**What is asked:**
Copy out the material below verbatim, from its first line through the line containing "[(780, 505)]", with both of those lines included.

**Data shown:**
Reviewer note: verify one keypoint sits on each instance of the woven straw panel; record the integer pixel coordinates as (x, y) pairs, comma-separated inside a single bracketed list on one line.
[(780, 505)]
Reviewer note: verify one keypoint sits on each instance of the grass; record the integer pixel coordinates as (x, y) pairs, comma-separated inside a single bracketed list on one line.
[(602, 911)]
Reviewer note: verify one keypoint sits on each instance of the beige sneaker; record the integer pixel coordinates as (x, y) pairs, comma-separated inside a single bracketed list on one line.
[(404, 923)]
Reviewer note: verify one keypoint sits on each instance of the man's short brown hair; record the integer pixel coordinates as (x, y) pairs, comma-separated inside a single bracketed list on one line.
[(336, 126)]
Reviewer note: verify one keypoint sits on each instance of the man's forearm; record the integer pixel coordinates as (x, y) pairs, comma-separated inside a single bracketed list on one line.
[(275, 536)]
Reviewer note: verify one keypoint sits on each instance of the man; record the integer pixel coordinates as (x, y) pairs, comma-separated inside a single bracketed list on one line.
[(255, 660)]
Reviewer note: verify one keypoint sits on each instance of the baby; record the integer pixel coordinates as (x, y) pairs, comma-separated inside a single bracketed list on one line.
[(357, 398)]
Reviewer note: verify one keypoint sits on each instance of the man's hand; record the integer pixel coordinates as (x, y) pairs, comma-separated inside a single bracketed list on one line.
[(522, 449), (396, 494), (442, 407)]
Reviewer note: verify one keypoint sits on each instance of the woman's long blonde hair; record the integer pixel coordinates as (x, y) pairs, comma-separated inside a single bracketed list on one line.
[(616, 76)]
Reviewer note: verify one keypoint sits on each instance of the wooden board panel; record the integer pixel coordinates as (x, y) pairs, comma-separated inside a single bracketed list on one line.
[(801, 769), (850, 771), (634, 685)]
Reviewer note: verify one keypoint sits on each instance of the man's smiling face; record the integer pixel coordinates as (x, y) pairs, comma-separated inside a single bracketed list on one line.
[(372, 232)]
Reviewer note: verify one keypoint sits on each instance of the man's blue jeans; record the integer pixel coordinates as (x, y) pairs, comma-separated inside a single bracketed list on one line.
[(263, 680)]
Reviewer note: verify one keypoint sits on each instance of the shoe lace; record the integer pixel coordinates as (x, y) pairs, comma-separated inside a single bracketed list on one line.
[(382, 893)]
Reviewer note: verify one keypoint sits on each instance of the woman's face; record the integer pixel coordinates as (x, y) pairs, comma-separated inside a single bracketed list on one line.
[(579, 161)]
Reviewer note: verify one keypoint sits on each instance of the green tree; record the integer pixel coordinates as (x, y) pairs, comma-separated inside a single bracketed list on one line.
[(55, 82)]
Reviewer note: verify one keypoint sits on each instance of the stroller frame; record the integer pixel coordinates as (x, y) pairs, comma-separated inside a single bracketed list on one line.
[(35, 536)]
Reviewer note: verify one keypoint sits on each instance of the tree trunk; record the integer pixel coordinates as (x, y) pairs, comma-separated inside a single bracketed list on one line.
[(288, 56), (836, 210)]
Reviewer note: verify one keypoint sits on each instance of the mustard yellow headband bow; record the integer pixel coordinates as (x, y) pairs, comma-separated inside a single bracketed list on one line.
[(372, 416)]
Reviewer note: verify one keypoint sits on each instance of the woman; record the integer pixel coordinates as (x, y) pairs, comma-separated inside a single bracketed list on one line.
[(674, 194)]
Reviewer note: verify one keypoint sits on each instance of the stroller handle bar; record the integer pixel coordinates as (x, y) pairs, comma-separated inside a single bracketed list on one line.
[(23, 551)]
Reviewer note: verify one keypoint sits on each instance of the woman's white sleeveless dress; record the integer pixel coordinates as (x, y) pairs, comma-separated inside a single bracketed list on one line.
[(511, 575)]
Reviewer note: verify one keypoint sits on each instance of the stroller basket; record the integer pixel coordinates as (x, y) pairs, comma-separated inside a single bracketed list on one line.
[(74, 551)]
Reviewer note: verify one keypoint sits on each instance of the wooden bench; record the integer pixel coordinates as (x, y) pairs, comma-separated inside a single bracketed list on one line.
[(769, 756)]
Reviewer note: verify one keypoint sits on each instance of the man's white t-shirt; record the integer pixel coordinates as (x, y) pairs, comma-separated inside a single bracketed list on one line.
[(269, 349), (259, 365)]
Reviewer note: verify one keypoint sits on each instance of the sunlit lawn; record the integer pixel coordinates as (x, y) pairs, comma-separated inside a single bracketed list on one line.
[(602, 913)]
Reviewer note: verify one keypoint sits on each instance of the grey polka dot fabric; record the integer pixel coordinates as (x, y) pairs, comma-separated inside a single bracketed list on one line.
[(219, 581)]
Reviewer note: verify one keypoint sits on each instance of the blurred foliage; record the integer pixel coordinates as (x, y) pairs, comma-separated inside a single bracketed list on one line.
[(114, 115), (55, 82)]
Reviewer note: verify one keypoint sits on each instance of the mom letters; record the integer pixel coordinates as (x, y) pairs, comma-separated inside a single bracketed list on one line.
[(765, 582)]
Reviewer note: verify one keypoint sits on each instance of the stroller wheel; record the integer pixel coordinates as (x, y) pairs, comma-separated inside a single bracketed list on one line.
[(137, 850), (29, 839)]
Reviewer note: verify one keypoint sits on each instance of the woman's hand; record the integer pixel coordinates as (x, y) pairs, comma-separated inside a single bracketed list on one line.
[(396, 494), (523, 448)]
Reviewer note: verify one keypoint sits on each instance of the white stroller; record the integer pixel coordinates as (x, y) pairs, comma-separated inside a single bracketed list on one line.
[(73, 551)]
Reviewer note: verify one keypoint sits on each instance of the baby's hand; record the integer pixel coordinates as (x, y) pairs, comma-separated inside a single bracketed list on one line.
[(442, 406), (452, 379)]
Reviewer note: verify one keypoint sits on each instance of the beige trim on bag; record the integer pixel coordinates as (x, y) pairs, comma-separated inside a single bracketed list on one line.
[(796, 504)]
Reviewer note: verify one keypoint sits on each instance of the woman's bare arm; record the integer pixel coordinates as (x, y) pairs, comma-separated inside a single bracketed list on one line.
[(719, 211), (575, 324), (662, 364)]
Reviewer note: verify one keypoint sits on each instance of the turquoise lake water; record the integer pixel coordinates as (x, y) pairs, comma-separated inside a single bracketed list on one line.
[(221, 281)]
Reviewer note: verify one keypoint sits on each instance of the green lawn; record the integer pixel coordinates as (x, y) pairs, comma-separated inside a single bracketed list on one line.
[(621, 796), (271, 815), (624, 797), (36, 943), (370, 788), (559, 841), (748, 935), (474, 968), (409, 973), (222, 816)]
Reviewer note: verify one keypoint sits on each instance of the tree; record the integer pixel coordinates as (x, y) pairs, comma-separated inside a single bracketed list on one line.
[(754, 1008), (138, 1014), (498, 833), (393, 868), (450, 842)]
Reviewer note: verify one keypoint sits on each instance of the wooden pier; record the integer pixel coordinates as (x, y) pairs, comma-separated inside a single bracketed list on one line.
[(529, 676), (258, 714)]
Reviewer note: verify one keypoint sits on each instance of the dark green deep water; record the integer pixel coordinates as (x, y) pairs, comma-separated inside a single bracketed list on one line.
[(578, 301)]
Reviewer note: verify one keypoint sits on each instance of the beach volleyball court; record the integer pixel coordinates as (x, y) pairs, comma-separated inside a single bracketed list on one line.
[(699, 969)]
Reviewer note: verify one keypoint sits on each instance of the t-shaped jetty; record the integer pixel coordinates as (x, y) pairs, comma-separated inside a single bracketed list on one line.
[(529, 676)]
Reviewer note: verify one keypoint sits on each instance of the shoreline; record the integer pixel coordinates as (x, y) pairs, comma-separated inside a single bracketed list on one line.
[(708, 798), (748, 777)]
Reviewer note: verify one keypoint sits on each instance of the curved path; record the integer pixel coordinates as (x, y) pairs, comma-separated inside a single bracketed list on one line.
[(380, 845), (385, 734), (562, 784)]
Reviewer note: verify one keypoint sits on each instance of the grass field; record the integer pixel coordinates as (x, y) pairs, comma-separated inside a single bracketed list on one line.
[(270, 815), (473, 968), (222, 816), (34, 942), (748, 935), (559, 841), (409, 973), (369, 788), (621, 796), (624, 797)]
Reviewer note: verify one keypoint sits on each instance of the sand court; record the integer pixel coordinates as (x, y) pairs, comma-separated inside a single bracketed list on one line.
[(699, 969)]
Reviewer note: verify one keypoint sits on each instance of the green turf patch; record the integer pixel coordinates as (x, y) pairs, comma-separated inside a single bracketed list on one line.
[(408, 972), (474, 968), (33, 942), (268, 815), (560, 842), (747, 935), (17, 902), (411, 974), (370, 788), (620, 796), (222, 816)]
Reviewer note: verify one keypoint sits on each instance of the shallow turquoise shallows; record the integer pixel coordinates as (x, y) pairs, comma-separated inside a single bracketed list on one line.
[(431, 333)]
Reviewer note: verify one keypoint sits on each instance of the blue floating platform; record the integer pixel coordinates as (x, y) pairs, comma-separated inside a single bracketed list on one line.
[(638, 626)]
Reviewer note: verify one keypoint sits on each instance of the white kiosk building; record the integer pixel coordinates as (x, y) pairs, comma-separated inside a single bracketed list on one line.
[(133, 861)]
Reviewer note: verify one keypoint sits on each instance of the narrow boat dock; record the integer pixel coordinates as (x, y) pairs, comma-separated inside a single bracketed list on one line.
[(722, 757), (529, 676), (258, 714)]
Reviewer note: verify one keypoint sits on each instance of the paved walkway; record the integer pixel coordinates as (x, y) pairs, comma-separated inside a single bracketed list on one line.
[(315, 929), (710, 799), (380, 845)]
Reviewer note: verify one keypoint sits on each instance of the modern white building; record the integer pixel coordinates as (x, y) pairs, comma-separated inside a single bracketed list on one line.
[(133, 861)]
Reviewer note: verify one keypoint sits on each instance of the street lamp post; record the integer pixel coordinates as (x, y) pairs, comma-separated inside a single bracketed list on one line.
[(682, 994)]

**Task solution:**
Reviewer note: verify one keypoint sits on each instance of the woven straw panel; record the integer pixel coordinates as (x, y) pairs, comma-separated inside a single bracketed list on one line.
[(780, 505)]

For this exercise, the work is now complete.